##### Text extract

Incoming Interim President, Helen Drinan calls herself “a nontraditional president.”
She says that her difference starts by being transparent about as much as she can.
Increasing transparency and revenue are her two top goals. Transparency will be a priority, she said, and will extend from the president’s office to all students, faculty and staff. Drinan was even transparent enough to talk to Loquitur Media reporters just a day after the news broke of the incoming interim president.
“I’m a big advocate of transparency around finances, around admissions, around everything that really contributes to good decision making,” Drinan said. “The state of the business of Cabrini is a shared obligation. What is the state of things at Cabrini is not shared with the decision-makers and what I mean by decision-makers, I mean everyone that participates in decision making about the future of Cabrini so that’s students, that’s faculty, that’s staff and to some extent that’s alums.”
This transparency is something that many students appreciate.
Public financial documents show that the financial situation of Cabrini is not in a good state right now, as the university is millions of dollars in debt. Drinan said she is going to be looking for ways to grow revenue. Drinan doesn’t plan on doing this by raising the tuition. Instead, she has some other plans.
“I am always on the hunt for opportunities to create non-tuition revenue, because if you’re a tuition-based university, what you want is tuition,” Drinan said. “The idea of growing revenue, I think, is very important to see how we can apply that at Cabrini because it is much more fun, exciting and gratifying to grow revenue as opposed to cut expenses.
Drinan plans to come in with a big question on her mind to help generate some money for the university:
“Where are the hidden gems at Cabrini that could be turned into something that is other than tuition revenue and start the process of diversifying revenue?”

##########
##### Information shown

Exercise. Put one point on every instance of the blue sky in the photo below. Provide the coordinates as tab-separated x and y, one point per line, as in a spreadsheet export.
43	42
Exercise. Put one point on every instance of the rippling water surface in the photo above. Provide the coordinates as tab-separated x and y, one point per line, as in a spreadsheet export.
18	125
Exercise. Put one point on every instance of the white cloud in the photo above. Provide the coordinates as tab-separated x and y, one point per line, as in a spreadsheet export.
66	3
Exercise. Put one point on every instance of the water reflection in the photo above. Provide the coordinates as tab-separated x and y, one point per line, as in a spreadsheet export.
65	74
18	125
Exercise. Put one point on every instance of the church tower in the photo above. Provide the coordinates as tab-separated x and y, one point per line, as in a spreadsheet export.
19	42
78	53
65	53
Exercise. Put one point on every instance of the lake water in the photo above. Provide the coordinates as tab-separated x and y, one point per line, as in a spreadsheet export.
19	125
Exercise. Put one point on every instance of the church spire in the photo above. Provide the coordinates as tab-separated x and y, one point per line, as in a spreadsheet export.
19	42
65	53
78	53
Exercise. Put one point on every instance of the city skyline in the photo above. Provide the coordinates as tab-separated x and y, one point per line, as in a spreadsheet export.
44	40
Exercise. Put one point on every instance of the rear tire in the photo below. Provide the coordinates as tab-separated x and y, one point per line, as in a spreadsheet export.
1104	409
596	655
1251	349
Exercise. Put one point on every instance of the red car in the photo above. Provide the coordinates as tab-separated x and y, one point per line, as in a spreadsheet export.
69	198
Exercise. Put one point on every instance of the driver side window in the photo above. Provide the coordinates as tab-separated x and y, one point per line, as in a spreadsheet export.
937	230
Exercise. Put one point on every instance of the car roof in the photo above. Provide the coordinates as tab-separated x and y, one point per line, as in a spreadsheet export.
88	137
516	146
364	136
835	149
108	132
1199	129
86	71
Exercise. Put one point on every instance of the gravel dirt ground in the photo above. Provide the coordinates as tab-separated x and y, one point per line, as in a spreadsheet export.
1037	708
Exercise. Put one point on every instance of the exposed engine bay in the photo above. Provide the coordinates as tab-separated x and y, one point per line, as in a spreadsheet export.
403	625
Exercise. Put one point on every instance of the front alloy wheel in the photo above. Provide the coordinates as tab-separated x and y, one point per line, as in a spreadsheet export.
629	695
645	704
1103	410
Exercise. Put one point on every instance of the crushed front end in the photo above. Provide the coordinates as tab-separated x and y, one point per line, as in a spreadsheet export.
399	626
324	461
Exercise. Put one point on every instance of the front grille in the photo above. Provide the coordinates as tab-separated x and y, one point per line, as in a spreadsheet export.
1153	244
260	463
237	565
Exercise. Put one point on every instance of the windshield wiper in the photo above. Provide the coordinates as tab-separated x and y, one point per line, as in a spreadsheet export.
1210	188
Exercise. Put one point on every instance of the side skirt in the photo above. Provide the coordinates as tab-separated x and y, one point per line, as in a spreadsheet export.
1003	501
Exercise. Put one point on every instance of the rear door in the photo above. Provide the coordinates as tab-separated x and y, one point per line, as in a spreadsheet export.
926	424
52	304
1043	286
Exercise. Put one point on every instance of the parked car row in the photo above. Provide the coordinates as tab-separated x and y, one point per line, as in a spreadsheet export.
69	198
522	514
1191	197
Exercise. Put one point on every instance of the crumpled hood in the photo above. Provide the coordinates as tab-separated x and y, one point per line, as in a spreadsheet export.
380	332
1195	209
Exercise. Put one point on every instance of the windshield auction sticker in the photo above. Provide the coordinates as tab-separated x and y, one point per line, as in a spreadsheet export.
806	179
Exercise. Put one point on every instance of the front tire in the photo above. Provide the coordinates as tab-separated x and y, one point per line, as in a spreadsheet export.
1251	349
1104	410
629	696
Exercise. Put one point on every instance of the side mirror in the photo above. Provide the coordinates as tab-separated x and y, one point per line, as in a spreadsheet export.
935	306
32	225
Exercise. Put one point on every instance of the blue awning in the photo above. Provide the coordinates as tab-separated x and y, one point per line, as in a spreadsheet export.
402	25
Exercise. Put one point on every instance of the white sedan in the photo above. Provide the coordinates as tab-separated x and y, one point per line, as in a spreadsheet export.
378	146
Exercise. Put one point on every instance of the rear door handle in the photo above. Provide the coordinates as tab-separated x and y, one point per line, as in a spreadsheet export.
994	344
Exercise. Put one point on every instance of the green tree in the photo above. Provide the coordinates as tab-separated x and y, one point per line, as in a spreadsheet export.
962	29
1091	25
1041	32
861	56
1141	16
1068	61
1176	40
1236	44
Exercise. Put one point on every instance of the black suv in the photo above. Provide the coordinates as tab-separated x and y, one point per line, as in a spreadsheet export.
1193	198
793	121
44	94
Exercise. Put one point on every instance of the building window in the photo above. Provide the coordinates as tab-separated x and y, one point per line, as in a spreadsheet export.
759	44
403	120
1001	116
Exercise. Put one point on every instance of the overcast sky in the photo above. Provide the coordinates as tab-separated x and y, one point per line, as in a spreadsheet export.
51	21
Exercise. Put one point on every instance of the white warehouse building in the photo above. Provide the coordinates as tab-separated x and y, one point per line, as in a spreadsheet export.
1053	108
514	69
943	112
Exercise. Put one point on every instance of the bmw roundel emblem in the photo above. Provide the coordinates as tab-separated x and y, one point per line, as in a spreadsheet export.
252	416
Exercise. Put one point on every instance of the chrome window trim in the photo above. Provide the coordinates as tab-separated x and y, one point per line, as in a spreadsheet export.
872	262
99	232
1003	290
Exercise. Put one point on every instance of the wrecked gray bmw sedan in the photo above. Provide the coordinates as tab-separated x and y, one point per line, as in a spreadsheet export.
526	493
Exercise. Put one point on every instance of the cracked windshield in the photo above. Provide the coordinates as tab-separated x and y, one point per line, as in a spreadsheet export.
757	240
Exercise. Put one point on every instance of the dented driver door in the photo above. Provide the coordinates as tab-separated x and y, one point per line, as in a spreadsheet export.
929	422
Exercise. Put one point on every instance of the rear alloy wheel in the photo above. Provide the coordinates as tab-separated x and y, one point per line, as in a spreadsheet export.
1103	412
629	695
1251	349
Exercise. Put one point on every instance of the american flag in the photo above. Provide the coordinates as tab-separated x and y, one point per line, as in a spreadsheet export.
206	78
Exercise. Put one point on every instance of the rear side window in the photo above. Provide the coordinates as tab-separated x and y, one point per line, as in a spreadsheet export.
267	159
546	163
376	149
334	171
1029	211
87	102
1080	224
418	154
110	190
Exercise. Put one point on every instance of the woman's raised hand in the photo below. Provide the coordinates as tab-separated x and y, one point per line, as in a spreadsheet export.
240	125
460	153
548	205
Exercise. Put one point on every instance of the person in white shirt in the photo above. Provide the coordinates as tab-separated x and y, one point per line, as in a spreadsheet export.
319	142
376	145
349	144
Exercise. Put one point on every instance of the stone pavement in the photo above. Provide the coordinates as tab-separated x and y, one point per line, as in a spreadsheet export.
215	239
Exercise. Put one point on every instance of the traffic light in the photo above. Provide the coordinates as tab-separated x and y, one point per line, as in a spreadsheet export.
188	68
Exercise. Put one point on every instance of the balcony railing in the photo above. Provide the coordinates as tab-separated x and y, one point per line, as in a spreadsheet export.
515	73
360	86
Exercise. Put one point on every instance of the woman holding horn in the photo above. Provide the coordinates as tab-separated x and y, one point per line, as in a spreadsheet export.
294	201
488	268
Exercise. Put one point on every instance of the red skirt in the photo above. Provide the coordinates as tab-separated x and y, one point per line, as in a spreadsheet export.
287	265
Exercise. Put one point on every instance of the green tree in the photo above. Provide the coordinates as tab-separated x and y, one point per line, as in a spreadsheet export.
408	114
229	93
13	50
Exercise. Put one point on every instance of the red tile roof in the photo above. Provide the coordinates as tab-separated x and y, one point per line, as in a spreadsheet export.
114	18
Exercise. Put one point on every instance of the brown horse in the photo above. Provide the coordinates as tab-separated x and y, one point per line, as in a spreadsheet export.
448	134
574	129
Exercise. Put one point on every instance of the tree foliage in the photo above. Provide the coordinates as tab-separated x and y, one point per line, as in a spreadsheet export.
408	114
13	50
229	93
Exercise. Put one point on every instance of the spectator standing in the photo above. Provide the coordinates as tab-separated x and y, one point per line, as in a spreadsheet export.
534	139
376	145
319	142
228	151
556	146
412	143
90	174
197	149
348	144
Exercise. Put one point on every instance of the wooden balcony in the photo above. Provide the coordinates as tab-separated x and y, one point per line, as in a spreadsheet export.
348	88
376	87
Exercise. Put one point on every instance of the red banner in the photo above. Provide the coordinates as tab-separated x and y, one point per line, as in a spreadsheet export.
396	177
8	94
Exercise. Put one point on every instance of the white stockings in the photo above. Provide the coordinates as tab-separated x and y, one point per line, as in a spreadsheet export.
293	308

##########

* [Exercise objective]: Continue the article about Helen Drinan's plans as interim president of Cabrini, picking up right after its final sentence.

* [Result of the task]:
At Simmons University, Drinan helped revamp its graduate school to add to the online program and make it much more accessible to those pursuing higher degrees. It grew the program from 500 graduate students to 4,000 students, she said. Simmons University, located in Boston, Massachusetts, is a nationally ranked women’s college with 1,500 employees. Before she retired, Drinan served as president there for 12 years, from 2008-2020.
She also said: “I’m a wife and mother.”
“I’ve been married to my husband for 54 years. We met in high school and married at the end of our junior year in college, we have three grown children and six grandchildren and we have a dog that is the center of our life, and he will be joining us at Cabrini,” she said. “So, he hopefully will be the Cabrini dog for the year.”
“My life is very informed by being a parent, and I think I’ve benefited as a leader and a manager from being able to see that perspective.”
Drinan may not be at Cabrini for too long. She will remain president until a permanent president is found. She is determined in her short stint to make Cabrini be the best it can be. News of Drinan’s hire came late Friday afternoon by Amy Lambert, chair of the board of trustees. She begins her position May 23, the day after the university’s 2022 Commencement.
“My number one job is to work hard with everyone on campus to ensure that Cabrini looks like the most fabulous opportunity in the world for the new president. I want the search committee and the search firm to be able to show a community that is really engaged, hard-working and having fun being at Cabrini.”
“I know what critical difference the leader can make. I know I am going to be the leader for a year, and I am going to do everything I can to make a lot of difference, but my biggest contribution would be making certain that Cabrini is so appealing to a field of candidates that you almost can’t choose between the best ones.”
Drinan was selected by the interim president selection committee, which is headed by board of trustees member, Eric Tidwell (’96). Dr. Paul Wright, faculty assembly chair, also served on the committee.
Wright said, “The interim president search committee, on which I was proud to serve on behalf of faculty, found in Helen Drinan an accomplished and energetic leader uniquely suited to this moment in Cabrini’s history. As Cabrini is facing financial challenges similar to those faced by small liberal arts institutions across the country. Helen’s gifts as a fiscally-minded administrator are nicely complemented by her authentic commitment to liberal arts education in mission-focused schools like ours. Helen will bring a responsive and yet decisive leadership style to campus.
“It is a rare thing for a committee like ours and for other stakeholder feedback to be so unanimous in preferring one candidate for such a role, but Helen was our clear choice,” Wright said.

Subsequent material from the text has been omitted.